▸ Travail demandé
Recopiez à l'identique le passage du texte sur la monnaie numérique de banque centrale, de « Aujourd’hui, nous avons » à « un billet numérique. ».

▸ Texte extrait
- - - - -

Le terme « monnaie numérique de banque centrale » (MNBC) fait référence à une nouvelle forme de monnaie qui pourrait voir le jour dans les pays de la zone euro d’ici quelques années.
Aujourd’hui, nous avons le choix entre avoir des billets dans la poche (appelés monnaie fiduciaire, car digne de confiance puisqu’émis par la Banque centrale pour le compte de l’Etat) ou de l’argent sur nos comptes bancaires (dit monnaie scripturale… c’est-à-dire écrit via de simples chiffres) et transférables électroniquement par virements, cartes bancaires, etc.
Nous aurons demain une autre forme de monnaie à disposition… elle sera émise par la banque centrale (comme les billets) mais électronique (comme les opérations bancaires).
La notion de MNBC
- Une MNBC est un actif numérique émis et garanti par la banque centrale, s’échangeant au pair avec les billets et les pièces, disponible en permanence et dans des transactions de pair-à-pair et circulant sur des supports numériques au moins en partie différents de ceux utilisés de nos jours. C’est en quelque sorte un billet numérique.
- La Chine et quelques petits pays expérimentent une telle monnaie et la plupart des banques centrales dans le monde y réfléchit.
- Il ne faut pas confondre monnaie numérique et monnaie électronique : cette dernière correspond à de la monnaie commerciale, une somme d’argent stockée sous forme électronique (carte prépayée, porte-monnaie électronique…) en contrepartie d’une remise de fonds auprès de l’émetteur. Une monnaie numérique ne doit pas non plus être confondue avec un cryptoactif comme le bitcoin, qui n’est pas une monnaie.
Deux formes de MNBC
- La MNBC dite « interbancaire », utilisée exclusivement par la banque centrale et les banques commerciales ou des institutions financières spécifiques, pour les transactions financières entre elles. Cette monnaie centrale numérique pourrait être créée via une technologie de registre distribué, comme la blockchain. Déjà testé par la Banque de France, cette technologie permet d’effectuer les transactions financières de gros montants de manière plus rapide, transparente et sûre, et à moindre coût qu’en utilisant une technologie classique.
- Une MNBC dite « de détail », utilisable par le grand public. Le public pourrait utiliser cette monnaie centrale numérique soit sous une forme stockée dans un support physique (une carte, un téléphone mobile…), soit via un compte ouvert en monnaie centrale numérique.
L’objectif n’est pas que cette monnaie numérique de détail remplace les pièces et les billets. Il s’agirait plutôt de proposer une alternative permettant d’offrir au public un choix et d’accompagner l’évolution des comportements en matière de paiement.
Les avantages d’une MNBC de détail
- Il s’agit d’une monnaie de banque centrale, bénéficiant des mêmes avantages que les espèces à savoir qu’elle est un instrument de paiement parfaitement liquide et sécurisé, mais qui peut être échangé à distance puisque numérisée. Elle peut rendre plus robustes, plus efficaces et moins couteux les systèmes de paiement et notamment les opérations transfrontières, comme celles des touristes étrangers ou les transferts de fonds des migrants.

- - - - -

▸ Extrait de données
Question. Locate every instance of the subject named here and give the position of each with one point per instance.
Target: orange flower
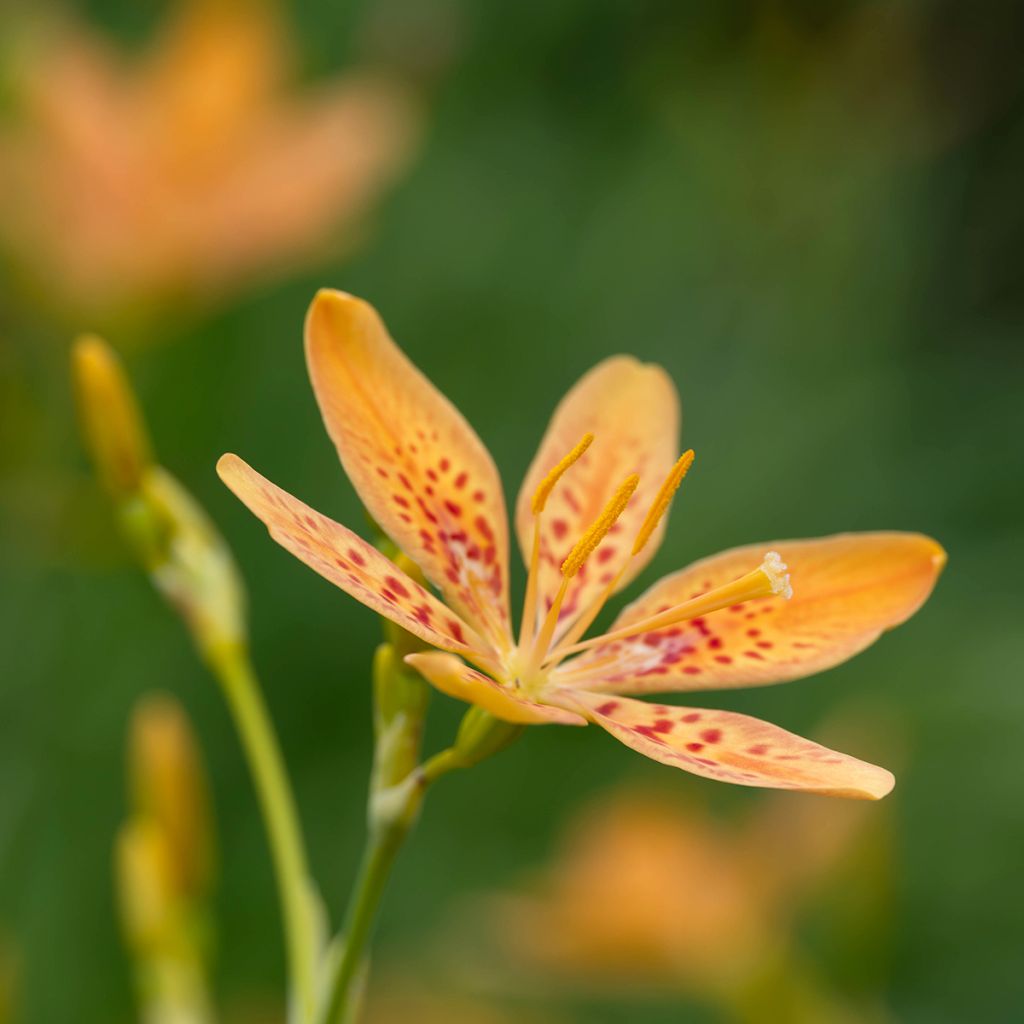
(722, 623)
(192, 167)
(645, 889)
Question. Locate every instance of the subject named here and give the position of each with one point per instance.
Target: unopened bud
(112, 422)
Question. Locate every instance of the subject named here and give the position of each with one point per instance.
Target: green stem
(393, 810)
(393, 813)
(281, 818)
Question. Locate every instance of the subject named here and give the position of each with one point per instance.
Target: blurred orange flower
(648, 890)
(190, 167)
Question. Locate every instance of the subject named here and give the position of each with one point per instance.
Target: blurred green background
(811, 214)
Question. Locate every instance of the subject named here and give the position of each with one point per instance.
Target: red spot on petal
(397, 586)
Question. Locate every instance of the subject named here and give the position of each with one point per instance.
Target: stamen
(767, 580)
(664, 499)
(580, 553)
(543, 493)
(586, 545)
(541, 496)
(657, 509)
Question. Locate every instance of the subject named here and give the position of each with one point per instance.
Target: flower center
(529, 665)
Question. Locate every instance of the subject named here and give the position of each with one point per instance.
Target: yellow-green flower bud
(187, 560)
(112, 423)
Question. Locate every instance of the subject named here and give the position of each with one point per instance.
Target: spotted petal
(348, 561)
(459, 680)
(416, 463)
(633, 411)
(848, 589)
(731, 748)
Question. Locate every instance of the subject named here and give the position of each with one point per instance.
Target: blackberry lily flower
(589, 517)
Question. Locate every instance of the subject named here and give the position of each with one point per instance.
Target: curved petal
(633, 411)
(416, 463)
(730, 748)
(458, 680)
(348, 561)
(847, 590)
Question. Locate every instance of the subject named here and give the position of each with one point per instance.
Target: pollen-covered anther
(598, 529)
(768, 580)
(775, 569)
(663, 500)
(543, 492)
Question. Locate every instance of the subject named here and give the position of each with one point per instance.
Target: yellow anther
(664, 499)
(543, 493)
(586, 545)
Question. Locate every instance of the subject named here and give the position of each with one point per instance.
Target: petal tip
(228, 465)
(875, 786)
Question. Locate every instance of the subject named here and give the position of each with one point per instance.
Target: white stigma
(774, 568)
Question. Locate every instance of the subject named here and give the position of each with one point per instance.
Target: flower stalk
(193, 567)
(396, 792)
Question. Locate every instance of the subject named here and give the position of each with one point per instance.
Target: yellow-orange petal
(730, 748)
(847, 590)
(632, 410)
(416, 463)
(348, 561)
(458, 680)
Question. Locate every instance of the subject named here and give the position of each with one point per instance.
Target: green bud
(399, 707)
(187, 560)
(112, 422)
(480, 735)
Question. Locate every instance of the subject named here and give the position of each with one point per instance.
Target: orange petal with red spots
(348, 561)
(730, 748)
(416, 463)
(632, 410)
(458, 680)
(847, 590)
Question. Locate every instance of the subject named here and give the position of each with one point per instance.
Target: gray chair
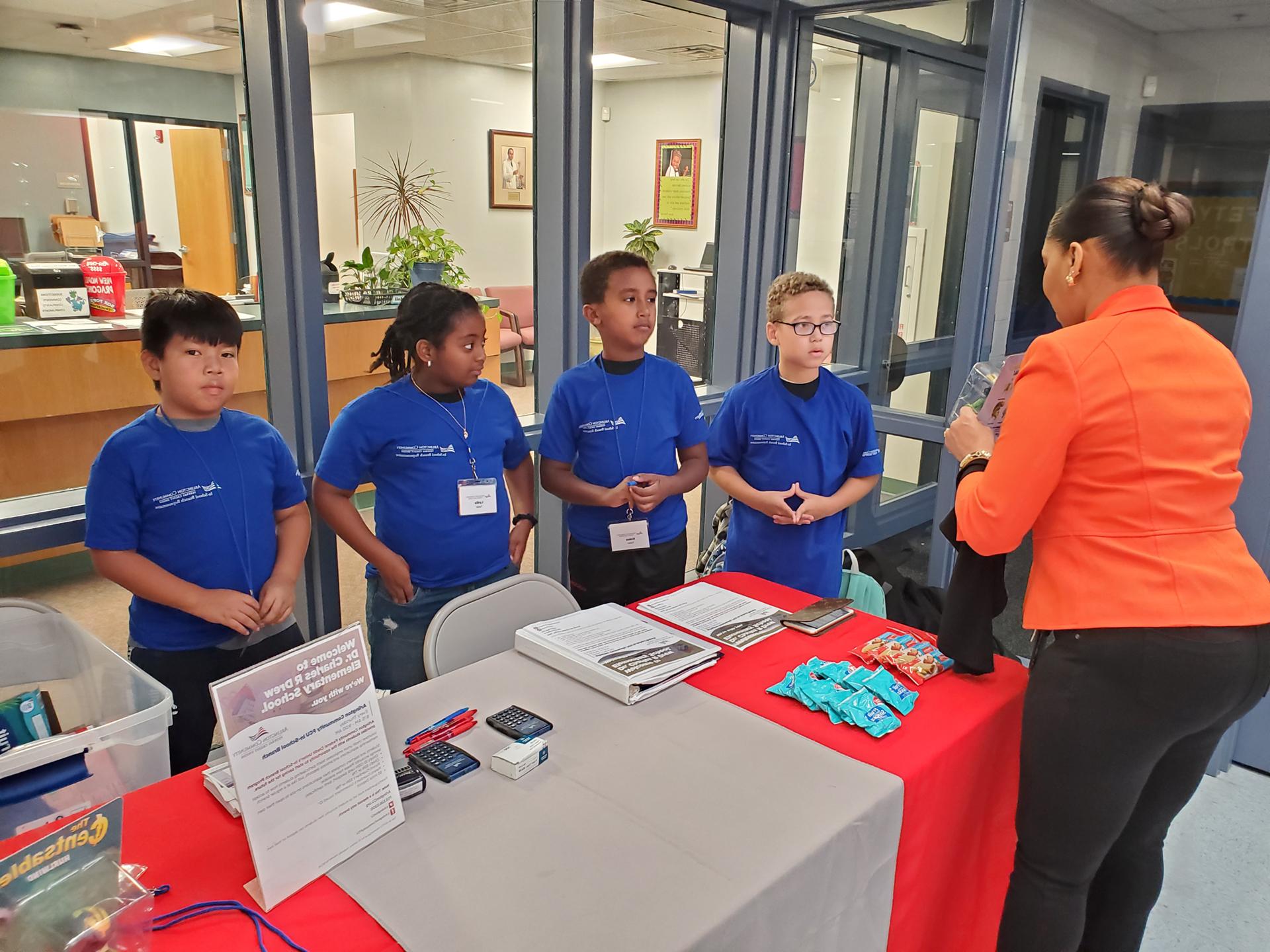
(16, 608)
(484, 622)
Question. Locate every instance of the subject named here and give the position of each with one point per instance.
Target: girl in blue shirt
(794, 447)
(436, 442)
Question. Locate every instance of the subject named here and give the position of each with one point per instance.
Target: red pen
(454, 730)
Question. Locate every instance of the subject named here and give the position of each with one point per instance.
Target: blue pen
(439, 724)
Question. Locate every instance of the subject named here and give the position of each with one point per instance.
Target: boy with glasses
(794, 447)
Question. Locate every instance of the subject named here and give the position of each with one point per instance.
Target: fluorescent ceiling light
(168, 46)
(607, 61)
(334, 16)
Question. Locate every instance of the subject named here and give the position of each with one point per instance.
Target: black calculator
(444, 761)
(519, 724)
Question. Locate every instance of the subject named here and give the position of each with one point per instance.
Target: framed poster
(677, 183)
(511, 169)
(245, 145)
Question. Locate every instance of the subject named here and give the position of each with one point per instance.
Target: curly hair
(792, 285)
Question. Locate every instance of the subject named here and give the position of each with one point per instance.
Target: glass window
(1173, 95)
(657, 100)
(122, 141)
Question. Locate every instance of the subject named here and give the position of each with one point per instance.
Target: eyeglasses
(804, 329)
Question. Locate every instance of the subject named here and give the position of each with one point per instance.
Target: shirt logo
(603, 426)
(425, 452)
(187, 494)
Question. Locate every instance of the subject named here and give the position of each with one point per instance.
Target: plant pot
(423, 272)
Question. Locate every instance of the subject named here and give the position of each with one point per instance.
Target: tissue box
(517, 760)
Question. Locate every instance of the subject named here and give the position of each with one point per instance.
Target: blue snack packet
(883, 684)
(870, 714)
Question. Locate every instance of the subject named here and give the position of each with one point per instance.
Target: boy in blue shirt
(452, 474)
(622, 441)
(200, 513)
(794, 447)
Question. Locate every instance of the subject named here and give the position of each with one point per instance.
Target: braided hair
(427, 313)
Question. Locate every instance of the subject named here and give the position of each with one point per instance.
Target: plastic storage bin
(125, 715)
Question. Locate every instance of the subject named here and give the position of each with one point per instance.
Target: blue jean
(396, 633)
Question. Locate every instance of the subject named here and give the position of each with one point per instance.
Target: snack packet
(883, 684)
(867, 711)
(923, 664)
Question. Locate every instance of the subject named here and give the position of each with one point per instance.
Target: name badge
(625, 536)
(478, 496)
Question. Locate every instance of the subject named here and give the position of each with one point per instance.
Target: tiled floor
(1217, 870)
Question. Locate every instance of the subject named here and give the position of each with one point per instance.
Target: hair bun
(1161, 216)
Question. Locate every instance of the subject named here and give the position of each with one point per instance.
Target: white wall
(335, 165)
(111, 175)
(443, 111)
(643, 112)
(826, 172)
(1085, 46)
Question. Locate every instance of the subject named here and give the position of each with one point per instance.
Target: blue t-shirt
(654, 405)
(413, 451)
(198, 504)
(774, 440)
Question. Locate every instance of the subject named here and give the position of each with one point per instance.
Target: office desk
(64, 393)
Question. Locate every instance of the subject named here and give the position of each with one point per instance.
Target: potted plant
(371, 285)
(399, 196)
(642, 239)
(426, 254)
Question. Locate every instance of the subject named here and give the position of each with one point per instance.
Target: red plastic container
(103, 278)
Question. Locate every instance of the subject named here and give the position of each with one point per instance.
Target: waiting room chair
(516, 302)
(484, 622)
(15, 608)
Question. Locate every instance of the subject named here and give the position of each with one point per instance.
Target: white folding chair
(484, 622)
(16, 608)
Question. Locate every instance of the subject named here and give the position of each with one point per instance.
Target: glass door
(908, 168)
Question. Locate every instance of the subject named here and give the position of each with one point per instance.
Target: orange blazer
(1121, 452)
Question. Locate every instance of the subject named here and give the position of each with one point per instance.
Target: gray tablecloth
(681, 823)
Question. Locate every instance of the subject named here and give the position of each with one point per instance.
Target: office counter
(64, 393)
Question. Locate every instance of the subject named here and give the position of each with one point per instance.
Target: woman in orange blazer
(1121, 454)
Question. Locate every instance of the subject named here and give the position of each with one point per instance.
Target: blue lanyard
(244, 560)
(613, 419)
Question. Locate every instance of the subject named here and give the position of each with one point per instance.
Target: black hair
(593, 282)
(198, 315)
(427, 313)
(1132, 219)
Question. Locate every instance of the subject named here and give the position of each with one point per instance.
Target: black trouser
(600, 575)
(187, 674)
(1118, 729)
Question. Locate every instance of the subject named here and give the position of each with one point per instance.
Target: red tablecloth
(958, 754)
(186, 838)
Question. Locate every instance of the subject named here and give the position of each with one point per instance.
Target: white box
(519, 758)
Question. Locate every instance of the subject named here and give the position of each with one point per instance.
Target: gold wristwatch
(986, 455)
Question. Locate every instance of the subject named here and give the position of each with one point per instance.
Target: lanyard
(462, 427)
(613, 419)
(244, 560)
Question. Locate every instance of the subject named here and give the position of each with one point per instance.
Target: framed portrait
(677, 183)
(511, 169)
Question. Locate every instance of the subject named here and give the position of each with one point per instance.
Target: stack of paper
(616, 651)
(220, 785)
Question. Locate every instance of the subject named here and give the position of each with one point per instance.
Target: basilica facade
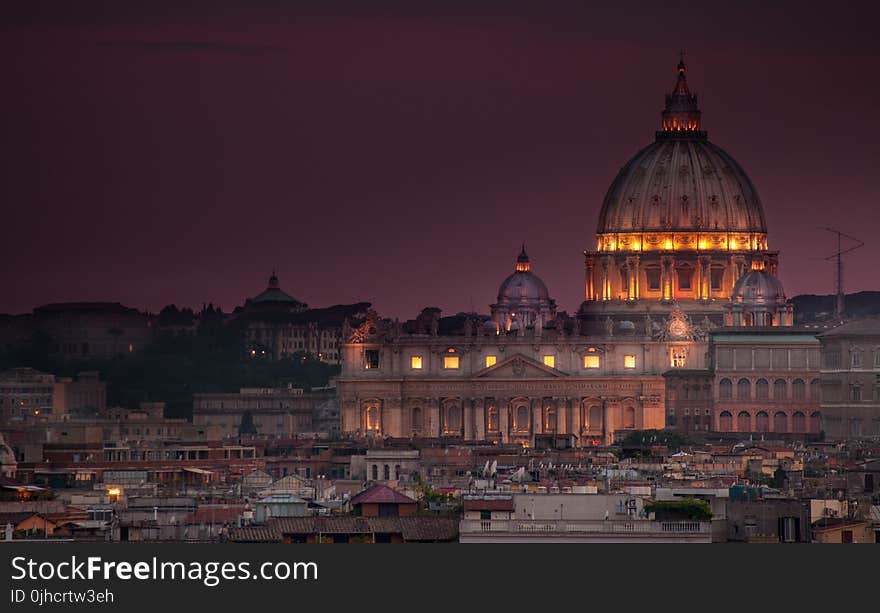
(681, 253)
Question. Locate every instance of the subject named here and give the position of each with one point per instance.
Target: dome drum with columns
(679, 226)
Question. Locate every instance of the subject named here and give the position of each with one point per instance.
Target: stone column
(434, 426)
(607, 285)
(667, 277)
(706, 270)
(589, 281)
(537, 415)
(479, 419)
(632, 271)
(561, 414)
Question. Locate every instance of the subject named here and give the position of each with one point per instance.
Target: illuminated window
(685, 277)
(450, 362)
(679, 357)
(652, 275)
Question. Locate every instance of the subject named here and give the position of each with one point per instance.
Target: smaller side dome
(758, 300)
(758, 286)
(523, 298)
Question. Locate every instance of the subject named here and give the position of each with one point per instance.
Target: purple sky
(401, 155)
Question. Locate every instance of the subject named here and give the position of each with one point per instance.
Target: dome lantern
(681, 117)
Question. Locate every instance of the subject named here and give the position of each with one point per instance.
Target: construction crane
(839, 306)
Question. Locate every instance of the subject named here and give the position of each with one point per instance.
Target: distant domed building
(758, 299)
(274, 298)
(680, 224)
(523, 299)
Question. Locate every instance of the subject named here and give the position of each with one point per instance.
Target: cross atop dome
(522, 262)
(681, 117)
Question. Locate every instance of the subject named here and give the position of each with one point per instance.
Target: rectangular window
(679, 357)
(450, 362)
(652, 276)
(685, 277)
(832, 360)
(717, 275)
(855, 393)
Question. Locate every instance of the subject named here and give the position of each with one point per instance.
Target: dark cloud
(190, 46)
(400, 152)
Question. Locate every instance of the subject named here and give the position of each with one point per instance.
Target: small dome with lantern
(758, 299)
(523, 299)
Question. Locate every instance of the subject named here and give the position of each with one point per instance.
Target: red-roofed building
(382, 501)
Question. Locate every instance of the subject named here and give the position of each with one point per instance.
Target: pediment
(519, 366)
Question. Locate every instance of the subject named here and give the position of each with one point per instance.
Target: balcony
(637, 530)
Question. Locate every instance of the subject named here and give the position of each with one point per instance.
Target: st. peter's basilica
(681, 307)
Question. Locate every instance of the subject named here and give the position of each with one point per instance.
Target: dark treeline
(203, 354)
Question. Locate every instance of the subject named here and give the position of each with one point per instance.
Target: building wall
(431, 386)
(850, 380)
(766, 383)
(276, 412)
(87, 393)
(25, 393)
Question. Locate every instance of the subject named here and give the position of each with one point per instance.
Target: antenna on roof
(839, 305)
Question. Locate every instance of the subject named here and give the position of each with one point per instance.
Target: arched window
(629, 418)
(780, 422)
(743, 389)
(725, 389)
(815, 422)
(595, 418)
(762, 422)
(453, 418)
(762, 389)
(371, 418)
(725, 421)
(780, 390)
(798, 390)
(814, 390)
(492, 419)
(522, 418)
(550, 421)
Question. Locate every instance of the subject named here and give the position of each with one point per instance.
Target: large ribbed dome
(681, 182)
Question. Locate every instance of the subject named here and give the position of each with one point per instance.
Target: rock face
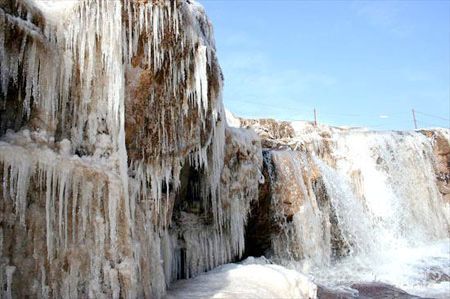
(119, 173)
(441, 148)
(319, 180)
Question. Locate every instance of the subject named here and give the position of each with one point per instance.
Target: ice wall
(118, 172)
(351, 204)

- - - - -

▸ Tâche réalisée
Aujourd’hui, nous avons le choix entre avoir des billets dans la poche (appelés monnaie fiduciaire, car digne de confiance puisqu’émis par la Banque centrale pour le compte de l’Etat) ou de l’argent sur nos comptes bancaires (dit monnaie scripturale… c’est-à-dire écrit via de simples chiffres) et transférables électroniquement par virements, cartes bancaires, etc.
Nous aurons demain une autre forme de monnaie à disposition… elle sera émise par la banque centrale (comme les billets) mais électronique (comme les opérations bancaires).
La notion de MNBC
- Une MNBC est un actif numérique émis et garanti par la banque centrale, s’échangeant au pair avec les billets et les pièces, disponible en permanence et dans des transactions de pair-à-pair et circulant sur des supports numériques au moins en partie différents de ceux utilisés de nos jours. C’est en quelque sorte un billet numérique.